(抜粋テキスト):
▬▬▬▬▬▬

偶然にも、近所に、田嶋さんのやっているJoyがあったので、当初、私は、福岡は、クライミングメッカの山梨と違って都会だし、自然界は離れていて、岩場も質の良いものが山梨のようにあるわけではないだろう…と想像していたので、ロッククライミングはあきらめ、ジムクライマーとして福岡ではやっていく気持ちだった。

外岩は最初っから捨てていたわけである。

クライミングメッカの山梨時代は、外岩が良いのでジムに行く理由がなかった。ジムに行くと言えば、外岩でできなかったムーブをピラニアの室井さんに、「すいません、こんなアンダーでもって、遠めの一手を取る課題ってありませんか?」などと質問していた。要するに完全に外岩の攻略用というジム利用法だった。そもそもアイスクライミングは、インドアでは、できないですし。

というので、やっと都会!ジムに通って、フリーで一皮むけるぞーと、思っていたわけだった。アルパインクライミングの岩とフリークライミングの岩は全く困難度が違う。

と・こ・ろ・が!

田嶋さんのジムで、「ブラボーのバイトに応募した」と漏らしたら、なんと2日目で出入り禁止にされたのである。まだ月会費払って2度しか行っていないのに。(当時、払った月謝返してほしいです…マジ。で、ブラボーは後で分かったが、クライマーがやっていないジムだが、荒稼ぎしている)

しかも、言いがかり。「教えないでください!」とかいう…。(教えないジムはジムとしての努力義務を果たしていないかもしれない) その時は、ジムで会った大学生男子の一団が、私が登った課題が登れず、「どうするんですか?」とか聞いてきたので、「あの一手が、とれたら終わりだよ」と答えただけである。これのどこが教えているんだか。

▬▬▬▬▬▬

(やること一覧):
1 > 抜粋テキストについて、次の問いに答えること。
(a) 山梨時代にジムへ行く理由がなかったのはなぜか。
(b) 田嶋さんのジムで何と漏らしたところ、出入り禁止にされたか。
(c) 大学生男子の一団に「どうするんですか?」と聞かれて、何と答えたか。
2 > 抜粋テキストの「アルパインクライミングの岩とフリークライミングの岩は全く困難度が違う。」という一文を英語に訳すこと。
エントリーは見なくてかまわない。

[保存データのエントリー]
▬▬▬▬▬▬

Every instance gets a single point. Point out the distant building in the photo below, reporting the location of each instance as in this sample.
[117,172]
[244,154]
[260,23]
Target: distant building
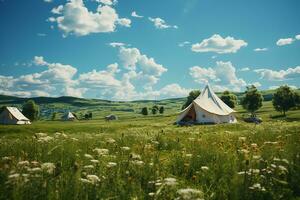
[12,115]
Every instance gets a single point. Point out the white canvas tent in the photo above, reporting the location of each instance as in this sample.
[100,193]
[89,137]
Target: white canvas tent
[12,115]
[69,116]
[207,108]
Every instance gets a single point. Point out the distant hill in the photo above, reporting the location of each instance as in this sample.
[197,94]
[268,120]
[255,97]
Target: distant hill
[99,107]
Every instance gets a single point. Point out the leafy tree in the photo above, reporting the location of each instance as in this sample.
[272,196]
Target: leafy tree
[154,110]
[144,111]
[252,100]
[31,110]
[284,99]
[192,96]
[2,108]
[156,107]
[229,98]
[53,116]
[161,110]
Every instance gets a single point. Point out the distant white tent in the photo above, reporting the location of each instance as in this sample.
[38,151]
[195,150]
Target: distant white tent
[207,108]
[69,116]
[12,115]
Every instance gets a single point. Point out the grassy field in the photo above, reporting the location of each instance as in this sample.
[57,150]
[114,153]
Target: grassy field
[140,157]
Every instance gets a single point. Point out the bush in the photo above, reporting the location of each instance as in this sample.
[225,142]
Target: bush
[229,99]
[252,100]
[31,110]
[161,110]
[144,111]
[284,99]
[192,96]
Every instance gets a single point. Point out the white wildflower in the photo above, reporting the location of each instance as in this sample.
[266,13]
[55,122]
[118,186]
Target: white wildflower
[93,179]
[125,148]
[88,156]
[151,194]
[48,167]
[135,156]
[23,163]
[170,181]
[188,155]
[254,145]
[282,168]
[111,141]
[101,152]
[95,161]
[14,176]
[88,167]
[111,164]
[41,135]
[137,162]
[190,193]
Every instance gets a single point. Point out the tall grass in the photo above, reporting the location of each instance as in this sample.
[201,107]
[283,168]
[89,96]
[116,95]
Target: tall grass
[151,160]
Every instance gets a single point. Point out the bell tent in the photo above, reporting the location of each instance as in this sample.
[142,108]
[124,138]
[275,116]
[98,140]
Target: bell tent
[12,115]
[69,116]
[207,108]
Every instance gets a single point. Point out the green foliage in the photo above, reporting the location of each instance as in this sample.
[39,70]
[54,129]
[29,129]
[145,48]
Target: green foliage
[284,99]
[192,96]
[53,117]
[31,110]
[154,110]
[87,116]
[229,99]
[148,158]
[144,111]
[2,108]
[252,100]
[161,110]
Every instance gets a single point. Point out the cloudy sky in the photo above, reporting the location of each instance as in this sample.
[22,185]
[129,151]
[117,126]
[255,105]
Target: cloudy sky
[142,49]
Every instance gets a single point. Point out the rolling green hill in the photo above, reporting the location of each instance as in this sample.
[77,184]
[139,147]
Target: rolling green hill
[101,108]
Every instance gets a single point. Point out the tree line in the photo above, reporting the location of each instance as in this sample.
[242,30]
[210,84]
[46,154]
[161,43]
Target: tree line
[284,99]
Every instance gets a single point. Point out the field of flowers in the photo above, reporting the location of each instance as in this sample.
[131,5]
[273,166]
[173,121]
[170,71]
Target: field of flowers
[151,160]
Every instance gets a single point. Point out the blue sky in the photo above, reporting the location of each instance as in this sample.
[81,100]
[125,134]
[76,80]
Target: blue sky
[138,49]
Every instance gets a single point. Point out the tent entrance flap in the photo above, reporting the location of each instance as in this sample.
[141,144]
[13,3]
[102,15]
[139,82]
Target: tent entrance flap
[191,115]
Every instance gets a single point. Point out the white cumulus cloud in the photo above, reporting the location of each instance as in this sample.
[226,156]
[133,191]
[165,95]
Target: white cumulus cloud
[134,14]
[273,75]
[75,18]
[223,75]
[260,49]
[160,23]
[284,41]
[218,44]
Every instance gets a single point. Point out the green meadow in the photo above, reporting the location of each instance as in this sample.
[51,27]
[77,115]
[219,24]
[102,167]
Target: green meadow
[148,157]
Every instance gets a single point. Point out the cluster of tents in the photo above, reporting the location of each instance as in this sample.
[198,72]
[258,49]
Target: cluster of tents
[207,108]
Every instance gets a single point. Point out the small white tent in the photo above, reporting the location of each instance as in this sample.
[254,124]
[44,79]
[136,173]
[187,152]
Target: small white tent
[12,115]
[69,116]
[207,108]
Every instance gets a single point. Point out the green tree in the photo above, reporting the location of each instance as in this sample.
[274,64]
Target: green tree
[284,99]
[154,110]
[144,111]
[31,110]
[252,100]
[192,96]
[229,98]
[2,108]
[161,110]
[53,116]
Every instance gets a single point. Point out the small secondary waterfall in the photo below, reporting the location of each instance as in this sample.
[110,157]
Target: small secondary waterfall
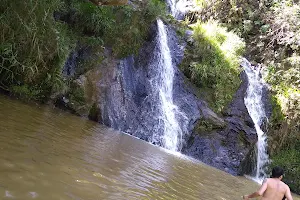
[254,104]
[172,137]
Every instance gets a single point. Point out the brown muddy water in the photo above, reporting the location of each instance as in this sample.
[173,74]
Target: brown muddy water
[49,154]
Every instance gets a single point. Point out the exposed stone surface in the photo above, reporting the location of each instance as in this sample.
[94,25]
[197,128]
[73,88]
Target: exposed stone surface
[226,148]
[119,94]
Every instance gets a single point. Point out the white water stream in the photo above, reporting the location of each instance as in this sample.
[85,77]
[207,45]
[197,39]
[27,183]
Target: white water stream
[254,104]
[172,138]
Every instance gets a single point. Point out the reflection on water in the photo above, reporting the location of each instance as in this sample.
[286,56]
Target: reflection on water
[47,154]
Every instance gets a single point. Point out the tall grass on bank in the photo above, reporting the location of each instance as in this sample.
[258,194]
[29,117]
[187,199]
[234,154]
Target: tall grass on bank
[212,62]
[33,47]
[284,130]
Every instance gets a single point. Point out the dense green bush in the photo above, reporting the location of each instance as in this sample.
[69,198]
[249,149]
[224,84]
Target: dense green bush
[289,159]
[33,48]
[124,28]
[212,62]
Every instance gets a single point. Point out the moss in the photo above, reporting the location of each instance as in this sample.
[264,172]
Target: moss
[206,126]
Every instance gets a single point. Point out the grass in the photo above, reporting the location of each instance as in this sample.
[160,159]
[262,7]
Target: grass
[34,46]
[212,62]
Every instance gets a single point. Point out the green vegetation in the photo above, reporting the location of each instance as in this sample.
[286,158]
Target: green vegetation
[34,46]
[271,30]
[289,160]
[212,62]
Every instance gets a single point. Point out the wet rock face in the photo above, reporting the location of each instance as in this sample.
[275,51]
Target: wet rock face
[131,103]
[225,148]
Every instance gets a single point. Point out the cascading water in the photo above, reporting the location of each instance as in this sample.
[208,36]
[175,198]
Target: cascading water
[254,104]
[172,137]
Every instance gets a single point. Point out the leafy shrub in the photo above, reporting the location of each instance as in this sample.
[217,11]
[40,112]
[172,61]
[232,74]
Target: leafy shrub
[124,28]
[212,62]
[33,47]
[289,159]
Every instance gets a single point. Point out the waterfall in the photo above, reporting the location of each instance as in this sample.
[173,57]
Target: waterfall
[179,7]
[254,104]
[172,136]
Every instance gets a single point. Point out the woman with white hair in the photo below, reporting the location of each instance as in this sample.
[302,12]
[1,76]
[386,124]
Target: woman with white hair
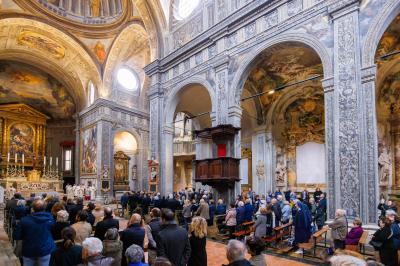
[134,256]
[61,223]
[339,229]
[92,248]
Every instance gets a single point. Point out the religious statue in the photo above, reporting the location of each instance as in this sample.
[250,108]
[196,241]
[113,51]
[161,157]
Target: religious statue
[260,169]
[384,167]
[95,6]
[280,172]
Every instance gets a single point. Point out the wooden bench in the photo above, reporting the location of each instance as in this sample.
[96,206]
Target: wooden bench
[313,243]
[278,233]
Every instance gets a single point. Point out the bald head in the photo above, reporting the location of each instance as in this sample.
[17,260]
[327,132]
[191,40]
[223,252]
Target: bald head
[38,205]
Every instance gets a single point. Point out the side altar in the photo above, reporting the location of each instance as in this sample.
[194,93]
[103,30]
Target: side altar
[23,164]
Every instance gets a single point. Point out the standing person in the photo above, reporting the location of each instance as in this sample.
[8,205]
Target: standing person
[384,236]
[67,254]
[339,229]
[133,234]
[112,246]
[198,233]
[187,213]
[236,253]
[203,210]
[302,225]
[260,226]
[35,232]
[82,228]
[256,246]
[107,223]
[173,241]
[230,219]
[155,227]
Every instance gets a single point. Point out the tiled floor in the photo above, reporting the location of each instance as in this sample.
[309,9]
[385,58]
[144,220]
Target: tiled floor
[216,256]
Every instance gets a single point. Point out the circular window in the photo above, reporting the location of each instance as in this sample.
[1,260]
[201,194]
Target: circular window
[186,7]
[127,79]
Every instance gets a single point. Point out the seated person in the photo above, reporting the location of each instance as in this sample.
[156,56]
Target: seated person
[355,233]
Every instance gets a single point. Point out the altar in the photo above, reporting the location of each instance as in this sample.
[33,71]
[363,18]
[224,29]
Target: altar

▬▬▬▬▬▬

(各作業の回答):
1 >
(a) 外岩が良かったから。
(b) 「ブラボーのバイトに応募した」と漏らした。
(c) 「あの一手が、とれたら終わりだよ」と答えた。

2 > The rock in alpine climbing and the rock in free climbing are completely different in difficulty.